DATASET RECORDS –
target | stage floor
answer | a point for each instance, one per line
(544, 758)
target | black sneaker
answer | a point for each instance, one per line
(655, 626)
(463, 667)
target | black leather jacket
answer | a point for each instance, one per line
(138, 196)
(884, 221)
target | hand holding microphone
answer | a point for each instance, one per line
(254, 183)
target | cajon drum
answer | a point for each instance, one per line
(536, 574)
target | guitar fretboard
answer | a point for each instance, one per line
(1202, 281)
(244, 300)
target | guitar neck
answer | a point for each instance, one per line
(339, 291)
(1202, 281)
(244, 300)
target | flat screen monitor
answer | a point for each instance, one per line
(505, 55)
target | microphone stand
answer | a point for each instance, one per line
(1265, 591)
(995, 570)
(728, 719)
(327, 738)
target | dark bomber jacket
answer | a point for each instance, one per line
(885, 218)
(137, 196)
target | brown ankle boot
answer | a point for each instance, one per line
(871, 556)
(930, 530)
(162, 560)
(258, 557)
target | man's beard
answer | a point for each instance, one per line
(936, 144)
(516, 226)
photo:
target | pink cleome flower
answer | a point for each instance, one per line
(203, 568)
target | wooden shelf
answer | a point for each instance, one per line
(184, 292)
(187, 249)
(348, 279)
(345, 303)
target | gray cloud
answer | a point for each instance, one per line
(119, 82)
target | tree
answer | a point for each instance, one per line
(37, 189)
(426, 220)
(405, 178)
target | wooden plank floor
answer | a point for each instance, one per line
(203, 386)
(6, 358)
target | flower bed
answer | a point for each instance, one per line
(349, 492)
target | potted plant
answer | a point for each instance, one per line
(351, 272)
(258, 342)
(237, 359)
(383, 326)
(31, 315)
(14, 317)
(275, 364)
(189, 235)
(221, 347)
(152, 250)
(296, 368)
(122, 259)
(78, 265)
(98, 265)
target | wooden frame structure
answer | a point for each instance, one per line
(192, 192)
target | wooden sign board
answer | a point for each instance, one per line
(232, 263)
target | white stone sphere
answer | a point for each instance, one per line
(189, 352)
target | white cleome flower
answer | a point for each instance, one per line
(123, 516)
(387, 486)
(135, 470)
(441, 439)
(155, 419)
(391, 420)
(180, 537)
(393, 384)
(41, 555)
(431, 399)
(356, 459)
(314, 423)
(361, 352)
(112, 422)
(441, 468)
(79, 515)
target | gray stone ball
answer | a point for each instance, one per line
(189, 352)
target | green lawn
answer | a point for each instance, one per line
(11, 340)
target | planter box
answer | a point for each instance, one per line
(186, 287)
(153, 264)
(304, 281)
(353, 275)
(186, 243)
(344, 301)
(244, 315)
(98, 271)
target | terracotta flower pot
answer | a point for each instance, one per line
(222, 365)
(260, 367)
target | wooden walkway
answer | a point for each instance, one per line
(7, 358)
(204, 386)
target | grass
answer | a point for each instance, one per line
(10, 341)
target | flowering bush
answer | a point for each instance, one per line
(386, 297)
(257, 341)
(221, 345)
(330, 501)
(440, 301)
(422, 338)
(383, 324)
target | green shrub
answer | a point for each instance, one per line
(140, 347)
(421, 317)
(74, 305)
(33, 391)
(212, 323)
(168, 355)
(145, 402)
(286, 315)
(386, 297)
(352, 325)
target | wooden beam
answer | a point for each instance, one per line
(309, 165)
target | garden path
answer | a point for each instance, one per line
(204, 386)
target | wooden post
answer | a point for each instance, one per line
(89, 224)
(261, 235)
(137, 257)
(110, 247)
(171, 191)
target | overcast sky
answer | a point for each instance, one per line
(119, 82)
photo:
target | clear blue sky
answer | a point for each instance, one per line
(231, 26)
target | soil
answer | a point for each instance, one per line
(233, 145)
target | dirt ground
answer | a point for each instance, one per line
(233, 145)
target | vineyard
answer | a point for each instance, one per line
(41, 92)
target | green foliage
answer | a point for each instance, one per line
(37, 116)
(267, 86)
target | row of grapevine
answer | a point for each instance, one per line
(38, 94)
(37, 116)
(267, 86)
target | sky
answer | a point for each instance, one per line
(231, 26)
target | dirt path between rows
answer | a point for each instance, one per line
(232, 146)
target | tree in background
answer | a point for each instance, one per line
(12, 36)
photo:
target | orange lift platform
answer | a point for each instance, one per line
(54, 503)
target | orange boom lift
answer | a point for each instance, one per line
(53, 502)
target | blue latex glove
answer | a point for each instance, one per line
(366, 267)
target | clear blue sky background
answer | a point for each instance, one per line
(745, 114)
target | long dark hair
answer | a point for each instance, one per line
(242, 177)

DIRECTIONS FOR THIS TASK – Reproduce the material above, substituting "one coordinate pair for each instance" for every occurrence of "a point for each instance" and leaving everything else unchanged.

EXERCISE ANSWER –
target | stage floor
answer | one coordinate pair for each instance, one per line
(544, 758)
target | black sneaker
answer | one coordinate pair for each instance, one per line
(655, 626)
(463, 667)
target | black leather jacket
answer | one coordinate pair for each instance, one per line
(138, 196)
(884, 221)
target | hand holding microphone
answer | one coordinate pair for each instance, one per line
(254, 183)
target | cajon drum
answer | one coordinate pair for each instance, one per line
(536, 574)
target | guitar fretboard
answer | one coordinate pair for each instance, one per line
(1202, 281)
(244, 300)
target | guitar neck
answer | one coordinate pair for each instance, one per line
(339, 291)
(1202, 281)
(244, 300)
target | flat screen monitor
answer | one coordinate pair for each instance, one per line
(505, 55)
target | microphone stand
answer | one coordinate pair for each instance, one per line
(1265, 591)
(995, 570)
(728, 719)
(327, 738)
target | dark bomber jacket
answer | one coordinate pair for each instance, one per line
(885, 218)
(137, 196)
target | brown ankle boot
answer | one coordinate pair for each instance, one per line
(871, 556)
(930, 530)
(162, 560)
(258, 557)
target | man's beard
answer | one coordinate pair for each instance, one per line
(936, 144)
(516, 226)
photo:
target | pink cleome flower
answer | one coordinate pair for each instance, one per line
(203, 568)
target | wooden shelf
answer | one coordinate pair for each instance, one per line
(184, 292)
(187, 249)
(348, 279)
(345, 303)
target | gray cloud
answer | one coordinate pair for each instance, one per line
(119, 82)
target | tree
answer | one coordinate pair for each instance, one per line
(37, 189)
(426, 220)
(405, 178)
target | wooden plank floor
answer | one coordinate pair for each instance, one per line
(203, 386)
(6, 358)
target | flower bed
answer | one coordinate pair for each instance, one per line
(349, 492)
target | potted plant
answer | one coordinate pair for each instance, one per line
(351, 272)
(258, 342)
(237, 359)
(383, 326)
(31, 315)
(14, 317)
(275, 364)
(189, 235)
(221, 347)
(152, 250)
(296, 368)
(122, 259)
(78, 265)
(98, 265)
target | wooden frame structure
answer | one coordinate pair for each instance, one per line
(192, 192)
target | wooden sign board
answer | one coordinate pair for each instance, one per line
(232, 263)
target | white stone sphere
answer | one coordinate pair for each instance, one per line
(189, 352)
target | white cleome flower
answer | one coordinate pair for each instance, one per line
(123, 516)
(387, 486)
(135, 470)
(441, 439)
(155, 419)
(391, 420)
(180, 537)
(393, 384)
(41, 555)
(431, 399)
(356, 459)
(314, 423)
(361, 352)
(112, 422)
(441, 468)
(79, 515)
target | gray stone ball
answer | one coordinate pair for each instance, one per line
(189, 352)
target | green lawn
answer | one coordinate pair for each instance, one per line
(11, 340)
target | planter box
answer | one coordinate pair for each instance, one per line
(186, 287)
(153, 264)
(304, 281)
(353, 275)
(186, 243)
(344, 301)
(244, 315)
(98, 271)
target | terracotta flower pot
answer | one coordinate pair for each instance, one per line
(222, 365)
(260, 367)
target | wooden walkway
answer | one coordinate pair for each instance, one per line
(7, 358)
(204, 386)
target | grass
answer | one coordinate pair for each instance, one per line
(10, 341)
target | flowering bush
answer | one coordinate pair for each instance, one per line
(386, 297)
(257, 341)
(221, 345)
(330, 501)
(440, 301)
(422, 338)
(383, 324)
target | green shrub
answer | one coordinate pair for each instance, one per line
(140, 347)
(421, 317)
(74, 305)
(33, 391)
(212, 323)
(168, 355)
(145, 402)
(286, 315)
(386, 297)
(352, 325)
target | wooden beam
answer | one coordinate pair for each instance, one per line
(309, 165)
target | garden path
answer | one coordinate pair for each instance, one per line
(204, 386)
target | wooden post
answer | one coordinate pair for each instance, one per line
(89, 224)
(261, 235)
(137, 257)
(110, 247)
(171, 191)
target | overcast sky
answer | one coordinate pair for each instance, one per line
(119, 82)
photo:
target | clear blue sky
answer | one coordinate pair for each instance, one per line
(231, 26)
target | soil
answer | one coordinate pair for each instance, one per line
(233, 145)
target | dirt ground
answer | one coordinate pair for each instance, one per line
(233, 145)
target | vineyard
answer | one coordinate pair for each instance, one per line
(41, 92)
target | green foliage
answer | one coordinate pair for each instance, one per line
(37, 116)
(267, 86)
target | row of grapevine
answer | one coordinate pair for each instance, one per line
(38, 94)
(37, 116)
(267, 86)
target | sky
answer | one coordinate pair for each instance, one per line
(231, 26)
target | dirt path between rows
answer | one coordinate pair for each instance, one per line
(232, 146)
target | tree in background
answer | one coordinate pair for each instance, one per line
(12, 36)
photo:
target | orange lift platform
answer | one coordinate pair for each instance, one per line
(54, 503)
target | orange boom lift
answer | one coordinate pair for each instance, one per line
(53, 502)
target | blue latex glove
answer | one coordinate pair for each instance, one per line
(366, 267)
target | clear blue sky background
answer | one coordinate pair for each instance, one per line
(745, 114)
target | long dark hair
answer | one coordinate pair for each instance, one per line
(242, 177)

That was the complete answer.